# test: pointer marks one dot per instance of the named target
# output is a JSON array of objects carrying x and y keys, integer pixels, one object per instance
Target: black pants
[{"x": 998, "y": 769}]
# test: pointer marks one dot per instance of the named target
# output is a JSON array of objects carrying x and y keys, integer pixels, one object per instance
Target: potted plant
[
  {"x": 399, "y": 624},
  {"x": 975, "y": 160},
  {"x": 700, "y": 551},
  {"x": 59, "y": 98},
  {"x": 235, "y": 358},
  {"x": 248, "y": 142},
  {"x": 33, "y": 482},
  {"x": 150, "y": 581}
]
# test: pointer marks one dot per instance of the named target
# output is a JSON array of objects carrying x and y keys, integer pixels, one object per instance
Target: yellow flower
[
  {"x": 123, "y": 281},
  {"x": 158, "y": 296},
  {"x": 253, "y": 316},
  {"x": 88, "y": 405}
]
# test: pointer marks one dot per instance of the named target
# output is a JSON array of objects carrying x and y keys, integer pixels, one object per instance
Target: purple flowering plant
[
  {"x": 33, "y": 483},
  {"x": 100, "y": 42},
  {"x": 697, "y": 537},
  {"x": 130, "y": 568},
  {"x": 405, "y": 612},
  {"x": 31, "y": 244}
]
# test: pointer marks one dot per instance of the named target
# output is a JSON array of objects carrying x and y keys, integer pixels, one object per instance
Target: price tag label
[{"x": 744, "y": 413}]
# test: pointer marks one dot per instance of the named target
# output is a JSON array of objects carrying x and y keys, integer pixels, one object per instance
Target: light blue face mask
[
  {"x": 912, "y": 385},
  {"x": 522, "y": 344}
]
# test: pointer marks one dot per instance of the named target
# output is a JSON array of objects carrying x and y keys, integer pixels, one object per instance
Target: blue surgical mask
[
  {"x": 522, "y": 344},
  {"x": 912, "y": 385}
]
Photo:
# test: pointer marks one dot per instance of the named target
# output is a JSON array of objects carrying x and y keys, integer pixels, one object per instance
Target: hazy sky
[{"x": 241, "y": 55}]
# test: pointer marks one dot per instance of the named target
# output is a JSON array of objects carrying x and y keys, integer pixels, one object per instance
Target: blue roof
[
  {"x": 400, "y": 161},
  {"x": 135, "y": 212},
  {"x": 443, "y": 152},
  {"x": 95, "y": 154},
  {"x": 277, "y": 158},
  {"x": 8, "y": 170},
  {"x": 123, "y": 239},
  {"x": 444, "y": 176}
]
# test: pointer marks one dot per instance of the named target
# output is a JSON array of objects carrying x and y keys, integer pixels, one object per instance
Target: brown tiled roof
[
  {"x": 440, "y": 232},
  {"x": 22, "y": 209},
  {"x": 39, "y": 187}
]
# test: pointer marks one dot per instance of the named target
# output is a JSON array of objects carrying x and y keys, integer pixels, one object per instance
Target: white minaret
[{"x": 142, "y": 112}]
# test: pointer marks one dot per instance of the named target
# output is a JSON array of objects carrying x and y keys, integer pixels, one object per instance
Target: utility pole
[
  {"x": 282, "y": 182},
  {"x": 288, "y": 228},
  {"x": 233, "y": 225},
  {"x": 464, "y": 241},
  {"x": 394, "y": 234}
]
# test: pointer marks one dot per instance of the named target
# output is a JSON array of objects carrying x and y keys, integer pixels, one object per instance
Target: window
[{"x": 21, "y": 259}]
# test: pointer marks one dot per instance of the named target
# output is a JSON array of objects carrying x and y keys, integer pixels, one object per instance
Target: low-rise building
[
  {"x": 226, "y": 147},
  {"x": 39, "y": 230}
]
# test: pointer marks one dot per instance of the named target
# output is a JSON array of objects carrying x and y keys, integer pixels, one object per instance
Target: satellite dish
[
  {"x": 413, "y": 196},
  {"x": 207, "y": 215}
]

## What you should do:
Write out the entries in full, exactly as given.

## Reply:
# test: pointer marks one dot per instance of the named target
# output is a JSON array of objects carrying x and y keys, integer pixels, one object per instance
Target: black pants
[{"x": 998, "y": 769}]
# test: pointer marks one dot per instance of the named target
# output is a JSON array of objects carrying x and y keys, integer pixels, one object per instance
Target: potted plant
[
  {"x": 399, "y": 624},
  {"x": 975, "y": 160},
  {"x": 700, "y": 551},
  {"x": 59, "y": 98},
  {"x": 235, "y": 358},
  {"x": 248, "y": 142},
  {"x": 33, "y": 482},
  {"x": 150, "y": 581}
]
# test: pointer marks one dot per instance of the named target
# output is a JSON array of objects carrying x and y keys, integer pixels, one object per instance
Target: yellow flower
[
  {"x": 123, "y": 281},
  {"x": 158, "y": 296},
  {"x": 253, "y": 316},
  {"x": 88, "y": 405}
]
# test: pointer marks one dot per instance of the named target
# output is a JSON array of objects carrying x and y keys, integer pixels, one object per instance
Target: purple flowering plant
[
  {"x": 33, "y": 483},
  {"x": 100, "y": 42},
  {"x": 697, "y": 537},
  {"x": 130, "y": 568},
  {"x": 405, "y": 612},
  {"x": 31, "y": 244}
]
# test: pointer marks one dot per instance of the named target
# output is a JSON array of objects carrying x and y keys, integer pixels, one object per instance
Target: price tag label
[{"x": 744, "y": 413}]
# test: pointer marks one dot per instance of the named target
# output is a JSON array of objects carrying x and y keys, integer pixels, one object per instance
Target: light blue face mask
[
  {"x": 912, "y": 385},
  {"x": 522, "y": 344}
]
# test: pointer marks one dot per instance of the named target
# output is a JSON array of objects carrying x and y keys, integer pixels, one object per instance
Target: blue surgical mask
[
  {"x": 522, "y": 344},
  {"x": 912, "y": 385}
]
Photo:
# test: pointer marks one dot per instance of the named target
# output is a JSON array of objects carrying x and y keys, integer pixels, one object per instance
Target: hazy sky
[{"x": 241, "y": 55}]
# test: pointer marks one dot per instance of the named target
# output is a JSON array of objects carrying x and y keys, integer pixels, one object per instance
Target: blue roof
[
  {"x": 400, "y": 161},
  {"x": 135, "y": 212},
  {"x": 443, "y": 152},
  {"x": 95, "y": 154},
  {"x": 277, "y": 158},
  {"x": 8, "y": 170},
  {"x": 123, "y": 239},
  {"x": 444, "y": 176}
]
# test: pointer marks one dot per instance of the named target
# output is a JSON array of objects carrying x and y keys, integer pixels, one object per instance
Target: brown tiled roof
[
  {"x": 440, "y": 232},
  {"x": 22, "y": 209},
  {"x": 39, "y": 187}
]
# test: pointer marks one dot per instance of the named target
# output is a JSON array of objects carrying x and y keys, integer pixels, one object per instance
Target: white minaret
[{"x": 142, "y": 112}]
# test: pointer marks one dot per instance of the named target
# output is a JSON array of objects carrying x and y keys, integer pixels, one object per instance
Target: utility pole
[
  {"x": 282, "y": 182},
  {"x": 288, "y": 228},
  {"x": 233, "y": 225},
  {"x": 464, "y": 241},
  {"x": 394, "y": 234}
]
# test: pointer marks one dot per instance of the named target
# output is a JSON array of objects carrying x and y keys, integer pixels, one object per instance
Target: window
[{"x": 21, "y": 259}]
# test: pointer marks one dot per instance of the named target
# output is a JSON array of objects carrying x and y keys, integer pixels, one object per instance
Target: low-rise building
[
  {"x": 226, "y": 147},
  {"x": 39, "y": 230}
]
# test: pointer marks one dot per instance of the named target
# output is a JSON array of objects carrying x and y keys, integer pixels, one object per instance
Target: satellite dish
[
  {"x": 413, "y": 196},
  {"x": 207, "y": 215}
]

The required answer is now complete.